**What you need to do:**
Select every line of the data below that contains the word "wooden", and copy each one. Case counts.

[Data for this task start]

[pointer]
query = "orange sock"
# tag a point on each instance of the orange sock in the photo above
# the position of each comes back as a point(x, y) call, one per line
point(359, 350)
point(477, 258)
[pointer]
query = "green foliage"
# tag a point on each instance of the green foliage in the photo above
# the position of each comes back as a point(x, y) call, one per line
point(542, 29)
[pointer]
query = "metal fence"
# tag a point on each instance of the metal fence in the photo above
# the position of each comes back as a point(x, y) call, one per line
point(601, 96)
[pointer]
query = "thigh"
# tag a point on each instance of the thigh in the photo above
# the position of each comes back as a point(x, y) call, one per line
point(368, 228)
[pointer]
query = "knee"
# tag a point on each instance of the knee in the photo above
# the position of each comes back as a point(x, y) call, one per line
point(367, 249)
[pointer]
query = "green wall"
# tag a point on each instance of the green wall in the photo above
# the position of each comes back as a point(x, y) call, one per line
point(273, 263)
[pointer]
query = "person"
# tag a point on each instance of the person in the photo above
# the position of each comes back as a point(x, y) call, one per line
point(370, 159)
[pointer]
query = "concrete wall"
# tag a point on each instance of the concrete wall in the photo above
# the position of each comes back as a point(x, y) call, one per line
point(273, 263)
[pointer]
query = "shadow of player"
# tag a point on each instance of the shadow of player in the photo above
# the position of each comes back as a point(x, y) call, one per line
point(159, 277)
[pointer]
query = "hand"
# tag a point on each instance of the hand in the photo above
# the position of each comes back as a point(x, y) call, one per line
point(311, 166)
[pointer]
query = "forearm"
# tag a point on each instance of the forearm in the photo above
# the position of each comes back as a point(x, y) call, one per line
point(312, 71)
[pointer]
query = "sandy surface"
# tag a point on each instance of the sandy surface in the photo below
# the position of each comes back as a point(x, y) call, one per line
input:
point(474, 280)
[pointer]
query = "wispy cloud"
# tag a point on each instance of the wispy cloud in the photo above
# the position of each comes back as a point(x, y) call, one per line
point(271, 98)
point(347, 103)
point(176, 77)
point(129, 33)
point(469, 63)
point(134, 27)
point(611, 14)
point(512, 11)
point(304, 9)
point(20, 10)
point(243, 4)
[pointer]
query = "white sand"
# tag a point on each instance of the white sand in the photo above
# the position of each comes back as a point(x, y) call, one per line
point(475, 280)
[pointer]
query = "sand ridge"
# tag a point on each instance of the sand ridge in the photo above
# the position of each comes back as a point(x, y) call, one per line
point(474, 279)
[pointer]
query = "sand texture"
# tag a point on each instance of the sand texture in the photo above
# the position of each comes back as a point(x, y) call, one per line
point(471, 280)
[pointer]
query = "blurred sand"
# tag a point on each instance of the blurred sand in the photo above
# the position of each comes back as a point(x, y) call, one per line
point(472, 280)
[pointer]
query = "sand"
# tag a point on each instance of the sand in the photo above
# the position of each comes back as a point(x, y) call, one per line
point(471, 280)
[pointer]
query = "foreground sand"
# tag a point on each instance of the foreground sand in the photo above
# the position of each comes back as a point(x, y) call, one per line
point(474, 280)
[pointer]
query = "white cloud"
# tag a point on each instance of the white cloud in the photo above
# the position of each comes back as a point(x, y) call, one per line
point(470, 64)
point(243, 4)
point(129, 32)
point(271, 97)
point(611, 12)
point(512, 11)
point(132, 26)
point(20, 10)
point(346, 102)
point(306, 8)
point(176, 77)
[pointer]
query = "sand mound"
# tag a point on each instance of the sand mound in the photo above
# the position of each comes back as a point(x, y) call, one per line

[Data for this task end]
[Data for this task start]

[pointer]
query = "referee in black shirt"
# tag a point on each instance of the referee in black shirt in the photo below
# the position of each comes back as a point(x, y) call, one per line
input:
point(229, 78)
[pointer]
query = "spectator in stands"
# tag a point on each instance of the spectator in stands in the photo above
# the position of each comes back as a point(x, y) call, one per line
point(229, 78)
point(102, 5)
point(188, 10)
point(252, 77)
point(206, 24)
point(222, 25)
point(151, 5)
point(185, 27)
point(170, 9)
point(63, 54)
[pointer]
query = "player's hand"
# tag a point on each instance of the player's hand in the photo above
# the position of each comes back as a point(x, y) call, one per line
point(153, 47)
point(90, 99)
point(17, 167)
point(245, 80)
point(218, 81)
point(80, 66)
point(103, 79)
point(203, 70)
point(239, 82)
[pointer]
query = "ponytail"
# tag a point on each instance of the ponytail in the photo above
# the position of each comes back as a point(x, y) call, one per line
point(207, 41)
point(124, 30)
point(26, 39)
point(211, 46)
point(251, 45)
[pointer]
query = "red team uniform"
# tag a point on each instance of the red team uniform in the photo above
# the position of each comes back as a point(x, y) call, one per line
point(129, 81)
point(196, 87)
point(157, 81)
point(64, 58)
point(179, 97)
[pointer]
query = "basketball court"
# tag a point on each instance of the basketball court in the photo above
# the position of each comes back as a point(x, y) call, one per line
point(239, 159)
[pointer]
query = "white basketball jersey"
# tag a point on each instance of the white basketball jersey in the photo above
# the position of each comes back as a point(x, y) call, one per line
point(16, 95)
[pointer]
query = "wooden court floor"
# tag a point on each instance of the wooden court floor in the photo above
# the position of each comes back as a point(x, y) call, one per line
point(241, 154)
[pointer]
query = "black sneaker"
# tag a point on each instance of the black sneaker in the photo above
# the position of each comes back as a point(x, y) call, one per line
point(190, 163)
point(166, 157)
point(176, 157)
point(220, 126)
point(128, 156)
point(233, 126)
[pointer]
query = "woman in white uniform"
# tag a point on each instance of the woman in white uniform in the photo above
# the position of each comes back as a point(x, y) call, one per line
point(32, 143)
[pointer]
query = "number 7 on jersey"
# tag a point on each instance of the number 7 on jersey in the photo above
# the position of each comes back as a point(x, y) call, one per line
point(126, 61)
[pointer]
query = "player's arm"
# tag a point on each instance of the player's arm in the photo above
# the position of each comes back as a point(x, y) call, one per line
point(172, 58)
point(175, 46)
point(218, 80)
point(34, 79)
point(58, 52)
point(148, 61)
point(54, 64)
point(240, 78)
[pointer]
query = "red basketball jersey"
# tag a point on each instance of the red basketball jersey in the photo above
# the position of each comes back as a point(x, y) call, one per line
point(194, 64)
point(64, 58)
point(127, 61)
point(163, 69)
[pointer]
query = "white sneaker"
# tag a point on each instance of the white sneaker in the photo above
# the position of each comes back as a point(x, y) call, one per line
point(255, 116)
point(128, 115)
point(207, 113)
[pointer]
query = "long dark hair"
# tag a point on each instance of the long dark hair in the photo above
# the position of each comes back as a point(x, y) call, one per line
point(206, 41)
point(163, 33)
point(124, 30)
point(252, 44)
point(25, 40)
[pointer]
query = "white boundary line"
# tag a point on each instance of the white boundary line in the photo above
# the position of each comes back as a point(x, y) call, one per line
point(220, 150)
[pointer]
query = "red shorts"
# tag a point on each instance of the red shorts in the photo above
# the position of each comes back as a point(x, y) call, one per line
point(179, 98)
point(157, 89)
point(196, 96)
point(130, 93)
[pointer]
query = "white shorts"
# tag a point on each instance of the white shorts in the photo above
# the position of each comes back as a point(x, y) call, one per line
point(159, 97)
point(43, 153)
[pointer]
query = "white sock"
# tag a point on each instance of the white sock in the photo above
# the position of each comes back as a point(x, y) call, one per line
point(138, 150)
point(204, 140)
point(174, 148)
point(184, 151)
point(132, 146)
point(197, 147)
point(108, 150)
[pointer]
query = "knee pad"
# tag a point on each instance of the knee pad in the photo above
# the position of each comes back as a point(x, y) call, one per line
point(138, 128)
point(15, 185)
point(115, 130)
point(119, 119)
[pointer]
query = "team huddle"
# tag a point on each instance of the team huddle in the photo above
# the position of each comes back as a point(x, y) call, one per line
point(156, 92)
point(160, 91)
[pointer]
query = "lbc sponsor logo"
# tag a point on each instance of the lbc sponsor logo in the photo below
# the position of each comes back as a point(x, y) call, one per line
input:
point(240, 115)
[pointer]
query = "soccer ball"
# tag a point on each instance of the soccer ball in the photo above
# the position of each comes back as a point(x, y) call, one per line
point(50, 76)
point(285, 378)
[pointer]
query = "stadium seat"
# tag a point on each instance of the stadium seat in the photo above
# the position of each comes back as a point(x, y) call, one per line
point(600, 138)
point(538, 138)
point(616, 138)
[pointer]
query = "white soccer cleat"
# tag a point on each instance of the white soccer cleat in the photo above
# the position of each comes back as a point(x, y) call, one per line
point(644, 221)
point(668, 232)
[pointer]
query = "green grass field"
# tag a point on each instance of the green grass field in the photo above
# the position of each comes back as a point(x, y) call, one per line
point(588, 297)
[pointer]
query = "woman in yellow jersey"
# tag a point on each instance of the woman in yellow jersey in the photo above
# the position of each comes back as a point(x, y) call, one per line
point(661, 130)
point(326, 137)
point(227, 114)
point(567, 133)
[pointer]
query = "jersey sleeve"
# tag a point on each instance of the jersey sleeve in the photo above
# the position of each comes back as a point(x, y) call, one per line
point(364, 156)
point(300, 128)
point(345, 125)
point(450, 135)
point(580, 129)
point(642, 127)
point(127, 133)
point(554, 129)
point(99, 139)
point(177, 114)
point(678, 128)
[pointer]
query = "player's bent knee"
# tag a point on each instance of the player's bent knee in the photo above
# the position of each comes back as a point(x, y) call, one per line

[Data for this task end]
[Data for this task start]

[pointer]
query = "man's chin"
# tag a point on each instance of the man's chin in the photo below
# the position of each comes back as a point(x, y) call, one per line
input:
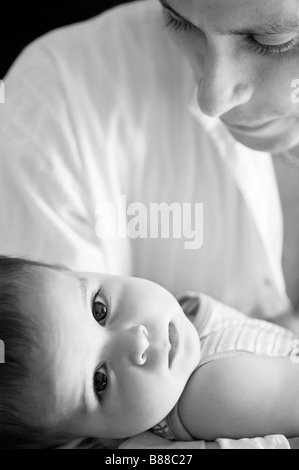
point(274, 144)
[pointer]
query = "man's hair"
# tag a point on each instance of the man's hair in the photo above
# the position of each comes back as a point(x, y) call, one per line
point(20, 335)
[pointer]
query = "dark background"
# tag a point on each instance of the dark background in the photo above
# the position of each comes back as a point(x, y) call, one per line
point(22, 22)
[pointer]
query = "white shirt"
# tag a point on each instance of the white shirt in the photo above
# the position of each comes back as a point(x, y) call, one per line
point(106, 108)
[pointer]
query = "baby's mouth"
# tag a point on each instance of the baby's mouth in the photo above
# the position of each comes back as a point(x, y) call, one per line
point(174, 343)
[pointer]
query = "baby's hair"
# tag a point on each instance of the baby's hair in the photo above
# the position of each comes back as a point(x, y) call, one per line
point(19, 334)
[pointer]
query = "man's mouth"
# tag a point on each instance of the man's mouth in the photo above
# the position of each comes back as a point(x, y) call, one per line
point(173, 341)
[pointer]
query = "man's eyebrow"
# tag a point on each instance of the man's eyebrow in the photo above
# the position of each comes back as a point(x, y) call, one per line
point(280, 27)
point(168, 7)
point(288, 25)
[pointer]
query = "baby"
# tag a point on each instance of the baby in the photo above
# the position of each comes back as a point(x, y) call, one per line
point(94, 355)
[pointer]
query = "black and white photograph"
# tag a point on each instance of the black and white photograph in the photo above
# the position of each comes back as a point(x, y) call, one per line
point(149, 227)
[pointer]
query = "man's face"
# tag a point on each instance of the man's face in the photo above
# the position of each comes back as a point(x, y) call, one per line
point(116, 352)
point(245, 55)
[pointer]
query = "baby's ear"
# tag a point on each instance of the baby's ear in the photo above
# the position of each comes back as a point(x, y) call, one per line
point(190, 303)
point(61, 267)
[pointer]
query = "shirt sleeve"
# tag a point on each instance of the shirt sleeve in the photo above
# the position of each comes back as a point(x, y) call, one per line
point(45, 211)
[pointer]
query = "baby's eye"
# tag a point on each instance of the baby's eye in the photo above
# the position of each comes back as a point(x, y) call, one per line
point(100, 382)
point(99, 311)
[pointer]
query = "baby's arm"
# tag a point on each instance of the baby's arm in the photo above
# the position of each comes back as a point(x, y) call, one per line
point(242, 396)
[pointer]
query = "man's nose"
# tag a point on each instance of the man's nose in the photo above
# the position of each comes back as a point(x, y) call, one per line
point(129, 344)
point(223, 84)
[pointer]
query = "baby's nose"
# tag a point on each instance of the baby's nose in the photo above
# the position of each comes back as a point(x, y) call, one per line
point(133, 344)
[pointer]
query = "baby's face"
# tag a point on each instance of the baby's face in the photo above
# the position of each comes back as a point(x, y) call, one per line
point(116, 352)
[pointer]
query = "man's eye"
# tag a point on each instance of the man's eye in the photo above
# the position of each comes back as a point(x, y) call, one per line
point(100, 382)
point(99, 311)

[Data for this task end]

**Solution for this exercise:**
query = "wooden court floor"
# tag a point on each instance of the wooden court floor in the photo above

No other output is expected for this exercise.